- **Work required**: Which lines in the rows below contain the string "raised"? Report each such line in full.

- **Data entries**:

^^^^^^^^

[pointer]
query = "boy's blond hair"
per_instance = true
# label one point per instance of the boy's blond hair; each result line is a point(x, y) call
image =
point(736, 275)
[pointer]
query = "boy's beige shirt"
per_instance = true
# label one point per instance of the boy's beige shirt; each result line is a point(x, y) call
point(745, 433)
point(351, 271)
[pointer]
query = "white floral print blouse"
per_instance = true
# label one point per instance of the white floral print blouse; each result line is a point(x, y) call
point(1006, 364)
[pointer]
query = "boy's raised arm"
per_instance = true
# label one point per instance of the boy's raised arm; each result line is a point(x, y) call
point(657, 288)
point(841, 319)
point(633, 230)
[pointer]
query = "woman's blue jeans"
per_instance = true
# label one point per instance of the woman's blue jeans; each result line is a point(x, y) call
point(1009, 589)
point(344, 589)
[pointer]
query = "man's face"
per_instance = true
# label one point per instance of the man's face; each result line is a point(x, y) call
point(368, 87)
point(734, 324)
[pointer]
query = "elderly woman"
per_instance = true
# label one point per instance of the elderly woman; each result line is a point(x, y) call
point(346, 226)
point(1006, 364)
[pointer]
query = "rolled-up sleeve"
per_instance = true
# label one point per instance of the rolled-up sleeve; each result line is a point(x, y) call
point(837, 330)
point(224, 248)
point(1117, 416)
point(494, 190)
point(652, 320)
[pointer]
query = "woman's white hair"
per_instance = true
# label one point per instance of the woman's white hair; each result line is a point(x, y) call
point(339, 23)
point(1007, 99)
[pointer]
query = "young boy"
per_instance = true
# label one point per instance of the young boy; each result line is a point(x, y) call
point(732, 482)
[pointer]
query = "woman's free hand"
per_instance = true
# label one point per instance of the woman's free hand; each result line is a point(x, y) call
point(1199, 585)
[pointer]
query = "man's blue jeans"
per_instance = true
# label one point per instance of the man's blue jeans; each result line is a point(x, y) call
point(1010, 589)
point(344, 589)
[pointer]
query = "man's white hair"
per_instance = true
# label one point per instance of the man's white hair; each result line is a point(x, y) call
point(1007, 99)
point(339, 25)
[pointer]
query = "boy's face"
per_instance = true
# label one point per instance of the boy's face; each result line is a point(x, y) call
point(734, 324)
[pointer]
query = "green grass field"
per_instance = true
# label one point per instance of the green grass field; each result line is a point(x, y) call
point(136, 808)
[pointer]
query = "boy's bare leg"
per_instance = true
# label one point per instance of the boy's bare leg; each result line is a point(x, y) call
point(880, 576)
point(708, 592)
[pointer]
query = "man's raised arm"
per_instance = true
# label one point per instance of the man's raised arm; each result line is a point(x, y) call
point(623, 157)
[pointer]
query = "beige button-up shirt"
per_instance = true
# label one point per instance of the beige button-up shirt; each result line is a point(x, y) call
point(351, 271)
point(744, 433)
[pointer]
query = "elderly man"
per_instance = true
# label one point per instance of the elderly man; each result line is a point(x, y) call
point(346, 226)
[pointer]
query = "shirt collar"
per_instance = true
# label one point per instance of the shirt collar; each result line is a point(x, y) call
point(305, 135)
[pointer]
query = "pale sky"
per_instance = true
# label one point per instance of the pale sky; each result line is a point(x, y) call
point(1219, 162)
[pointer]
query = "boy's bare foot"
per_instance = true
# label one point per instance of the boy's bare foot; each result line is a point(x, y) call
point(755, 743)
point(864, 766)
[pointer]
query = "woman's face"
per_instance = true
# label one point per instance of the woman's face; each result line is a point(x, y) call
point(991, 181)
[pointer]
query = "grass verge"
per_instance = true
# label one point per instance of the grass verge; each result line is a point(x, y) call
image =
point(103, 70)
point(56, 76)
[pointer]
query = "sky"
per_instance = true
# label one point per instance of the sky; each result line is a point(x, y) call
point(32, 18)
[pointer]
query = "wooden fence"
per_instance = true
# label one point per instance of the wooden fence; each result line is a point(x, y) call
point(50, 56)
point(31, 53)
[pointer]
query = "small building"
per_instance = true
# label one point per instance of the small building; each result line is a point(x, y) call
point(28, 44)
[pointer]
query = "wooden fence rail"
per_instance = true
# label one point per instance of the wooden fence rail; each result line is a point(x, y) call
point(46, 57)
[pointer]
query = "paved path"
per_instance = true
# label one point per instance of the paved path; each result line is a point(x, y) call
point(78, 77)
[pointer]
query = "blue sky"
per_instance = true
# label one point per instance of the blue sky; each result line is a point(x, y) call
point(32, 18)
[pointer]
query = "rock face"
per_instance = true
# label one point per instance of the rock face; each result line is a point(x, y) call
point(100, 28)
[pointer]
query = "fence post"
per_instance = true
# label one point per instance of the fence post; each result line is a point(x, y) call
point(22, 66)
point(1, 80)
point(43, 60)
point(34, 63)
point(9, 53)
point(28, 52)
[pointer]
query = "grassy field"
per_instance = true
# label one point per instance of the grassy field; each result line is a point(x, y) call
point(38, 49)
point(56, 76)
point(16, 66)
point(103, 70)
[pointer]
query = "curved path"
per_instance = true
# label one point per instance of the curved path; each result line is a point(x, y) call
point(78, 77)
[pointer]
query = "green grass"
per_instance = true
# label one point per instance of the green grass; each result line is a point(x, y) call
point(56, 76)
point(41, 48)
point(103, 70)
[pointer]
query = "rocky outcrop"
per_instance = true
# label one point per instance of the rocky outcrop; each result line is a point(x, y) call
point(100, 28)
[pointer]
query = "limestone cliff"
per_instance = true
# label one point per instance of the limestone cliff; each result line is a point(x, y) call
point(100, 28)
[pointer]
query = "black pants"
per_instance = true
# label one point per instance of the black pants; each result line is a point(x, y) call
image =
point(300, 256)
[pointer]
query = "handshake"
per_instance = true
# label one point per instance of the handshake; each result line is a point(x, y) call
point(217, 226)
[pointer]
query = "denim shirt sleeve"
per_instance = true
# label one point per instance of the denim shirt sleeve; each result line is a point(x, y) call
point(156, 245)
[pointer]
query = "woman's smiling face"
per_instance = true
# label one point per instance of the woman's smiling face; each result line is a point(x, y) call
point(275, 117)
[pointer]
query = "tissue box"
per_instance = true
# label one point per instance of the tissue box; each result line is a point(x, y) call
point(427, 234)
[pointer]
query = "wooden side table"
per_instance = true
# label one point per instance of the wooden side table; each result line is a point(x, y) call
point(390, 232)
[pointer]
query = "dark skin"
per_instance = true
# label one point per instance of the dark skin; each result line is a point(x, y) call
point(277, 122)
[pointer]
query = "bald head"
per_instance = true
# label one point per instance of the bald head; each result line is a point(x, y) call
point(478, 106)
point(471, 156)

^^^^^^^^

- **Answer to this exercise**:
query = "boy's raised arm"
# label one point per instance of the boy's raised arm; each result line is a point(x, y) call
query = "man's raised arm"
# label one point per instance of the man's raised arm; each result line is a point(x, y) call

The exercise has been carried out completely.